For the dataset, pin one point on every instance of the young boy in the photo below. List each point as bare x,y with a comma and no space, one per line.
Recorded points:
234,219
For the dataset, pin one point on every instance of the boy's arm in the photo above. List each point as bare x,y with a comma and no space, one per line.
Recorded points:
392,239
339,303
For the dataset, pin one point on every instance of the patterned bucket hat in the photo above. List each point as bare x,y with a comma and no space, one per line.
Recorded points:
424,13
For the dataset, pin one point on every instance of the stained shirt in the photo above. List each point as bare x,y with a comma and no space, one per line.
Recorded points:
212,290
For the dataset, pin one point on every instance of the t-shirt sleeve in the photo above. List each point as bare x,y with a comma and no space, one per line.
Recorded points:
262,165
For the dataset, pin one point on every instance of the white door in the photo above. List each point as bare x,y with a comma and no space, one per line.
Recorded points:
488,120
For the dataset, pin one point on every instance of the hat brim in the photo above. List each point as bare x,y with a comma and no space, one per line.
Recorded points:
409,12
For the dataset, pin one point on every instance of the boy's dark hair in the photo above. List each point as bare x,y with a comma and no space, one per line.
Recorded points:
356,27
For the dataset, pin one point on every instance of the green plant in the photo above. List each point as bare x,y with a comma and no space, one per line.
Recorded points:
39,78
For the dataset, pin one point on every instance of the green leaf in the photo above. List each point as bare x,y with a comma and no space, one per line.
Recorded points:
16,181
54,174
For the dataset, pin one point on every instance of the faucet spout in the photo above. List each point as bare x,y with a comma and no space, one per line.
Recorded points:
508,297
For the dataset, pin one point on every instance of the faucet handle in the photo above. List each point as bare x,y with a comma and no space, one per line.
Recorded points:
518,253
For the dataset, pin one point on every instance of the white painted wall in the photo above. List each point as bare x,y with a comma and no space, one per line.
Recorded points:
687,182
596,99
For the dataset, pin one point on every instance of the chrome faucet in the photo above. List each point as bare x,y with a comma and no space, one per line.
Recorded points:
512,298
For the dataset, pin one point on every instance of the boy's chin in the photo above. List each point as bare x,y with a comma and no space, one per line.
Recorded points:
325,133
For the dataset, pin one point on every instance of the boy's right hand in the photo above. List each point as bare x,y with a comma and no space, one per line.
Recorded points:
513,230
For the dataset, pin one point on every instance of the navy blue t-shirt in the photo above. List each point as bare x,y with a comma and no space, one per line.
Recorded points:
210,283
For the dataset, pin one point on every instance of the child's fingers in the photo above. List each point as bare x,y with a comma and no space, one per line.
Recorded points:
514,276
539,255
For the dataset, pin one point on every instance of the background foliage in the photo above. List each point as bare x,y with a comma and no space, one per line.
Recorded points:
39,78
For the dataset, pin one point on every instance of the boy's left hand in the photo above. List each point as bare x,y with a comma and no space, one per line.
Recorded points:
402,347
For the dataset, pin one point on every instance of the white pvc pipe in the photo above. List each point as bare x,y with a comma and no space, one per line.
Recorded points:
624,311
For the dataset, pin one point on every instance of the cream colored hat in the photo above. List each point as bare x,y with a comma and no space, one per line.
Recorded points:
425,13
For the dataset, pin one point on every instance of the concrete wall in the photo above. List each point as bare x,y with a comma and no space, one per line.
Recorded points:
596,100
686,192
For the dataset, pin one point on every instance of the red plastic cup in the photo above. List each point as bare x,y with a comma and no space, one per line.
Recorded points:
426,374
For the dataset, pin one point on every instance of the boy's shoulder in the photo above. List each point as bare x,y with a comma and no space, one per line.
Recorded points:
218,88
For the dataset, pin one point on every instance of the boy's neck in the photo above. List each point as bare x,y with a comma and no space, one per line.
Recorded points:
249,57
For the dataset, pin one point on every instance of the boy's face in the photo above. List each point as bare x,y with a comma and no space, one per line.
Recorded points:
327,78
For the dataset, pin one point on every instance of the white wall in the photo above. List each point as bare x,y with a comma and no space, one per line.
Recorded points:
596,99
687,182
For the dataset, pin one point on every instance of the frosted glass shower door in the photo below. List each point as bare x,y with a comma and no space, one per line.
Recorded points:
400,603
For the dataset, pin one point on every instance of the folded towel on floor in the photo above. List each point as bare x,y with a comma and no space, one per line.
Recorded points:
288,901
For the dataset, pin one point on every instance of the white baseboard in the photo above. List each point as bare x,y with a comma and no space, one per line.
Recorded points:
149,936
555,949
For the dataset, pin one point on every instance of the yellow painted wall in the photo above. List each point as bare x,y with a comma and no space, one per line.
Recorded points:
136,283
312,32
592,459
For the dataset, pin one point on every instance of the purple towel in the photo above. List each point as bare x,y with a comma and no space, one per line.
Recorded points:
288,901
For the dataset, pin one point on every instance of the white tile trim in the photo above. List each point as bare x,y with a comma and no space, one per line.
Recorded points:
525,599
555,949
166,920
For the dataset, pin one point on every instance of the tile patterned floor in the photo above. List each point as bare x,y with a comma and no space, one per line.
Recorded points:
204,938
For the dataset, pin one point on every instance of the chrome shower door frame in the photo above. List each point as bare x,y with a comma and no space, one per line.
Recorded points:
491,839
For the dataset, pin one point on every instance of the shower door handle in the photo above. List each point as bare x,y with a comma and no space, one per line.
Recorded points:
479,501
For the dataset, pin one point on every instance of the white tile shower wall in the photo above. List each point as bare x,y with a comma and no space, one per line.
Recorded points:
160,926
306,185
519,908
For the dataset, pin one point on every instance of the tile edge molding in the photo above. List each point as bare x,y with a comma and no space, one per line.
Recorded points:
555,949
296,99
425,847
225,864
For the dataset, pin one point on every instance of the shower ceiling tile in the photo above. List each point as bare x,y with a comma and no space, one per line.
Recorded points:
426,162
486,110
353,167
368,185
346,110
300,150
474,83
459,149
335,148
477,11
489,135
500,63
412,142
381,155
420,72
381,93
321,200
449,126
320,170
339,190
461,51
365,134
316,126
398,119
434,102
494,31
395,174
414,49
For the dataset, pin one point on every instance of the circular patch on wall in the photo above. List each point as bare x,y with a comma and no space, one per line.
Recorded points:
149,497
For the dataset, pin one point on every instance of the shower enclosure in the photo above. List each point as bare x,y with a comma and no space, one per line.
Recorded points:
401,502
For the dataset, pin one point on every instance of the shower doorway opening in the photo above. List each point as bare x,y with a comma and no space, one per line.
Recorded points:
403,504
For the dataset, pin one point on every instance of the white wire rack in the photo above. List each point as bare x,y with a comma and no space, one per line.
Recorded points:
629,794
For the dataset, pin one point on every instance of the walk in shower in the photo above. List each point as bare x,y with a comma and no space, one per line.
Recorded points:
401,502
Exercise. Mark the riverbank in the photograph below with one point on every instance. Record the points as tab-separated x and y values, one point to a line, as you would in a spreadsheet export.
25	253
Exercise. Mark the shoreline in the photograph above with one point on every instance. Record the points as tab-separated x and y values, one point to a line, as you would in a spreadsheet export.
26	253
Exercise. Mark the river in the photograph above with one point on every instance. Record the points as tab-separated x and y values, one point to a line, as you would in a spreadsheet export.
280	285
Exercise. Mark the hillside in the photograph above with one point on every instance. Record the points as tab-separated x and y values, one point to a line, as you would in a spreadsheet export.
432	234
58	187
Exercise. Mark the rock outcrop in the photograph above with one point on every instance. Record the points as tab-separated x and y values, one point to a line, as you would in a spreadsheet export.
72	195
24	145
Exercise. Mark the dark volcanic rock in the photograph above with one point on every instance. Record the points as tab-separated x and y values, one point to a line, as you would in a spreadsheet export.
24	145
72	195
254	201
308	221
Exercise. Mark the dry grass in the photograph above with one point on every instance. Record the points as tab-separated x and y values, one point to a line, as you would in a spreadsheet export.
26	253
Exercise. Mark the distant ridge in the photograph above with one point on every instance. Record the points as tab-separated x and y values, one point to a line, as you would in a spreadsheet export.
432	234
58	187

☆ ☆ ☆

What you give back should be exactly the lines of the data above from the line with "the faucet handle" through the line with "the boy's chin", both of those included, and nothing more.

> WRITTEN RESPONSE:
For the dataset, pin one point on every instance of the faucet handle in the photo above. List each point as bare x,y with a comma and no space, one per line.
Recorded points:
518,253
For the dataset, pin one point on every instance of the white painted wall in the photo above. List each point as bare x,y with a comma and no space, one per line.
Recorded points:
687,182
596,99
For the dataset, pin one point on every instance of the chrome faucet in the photo above. List each point as bare x,y with a comma and no space, one per line.
Recorded points:
512,298
For the dataset, pin one point on every instance of the boy's chin in the photo above. List each point as bare x,y with a comma and no space, one per line.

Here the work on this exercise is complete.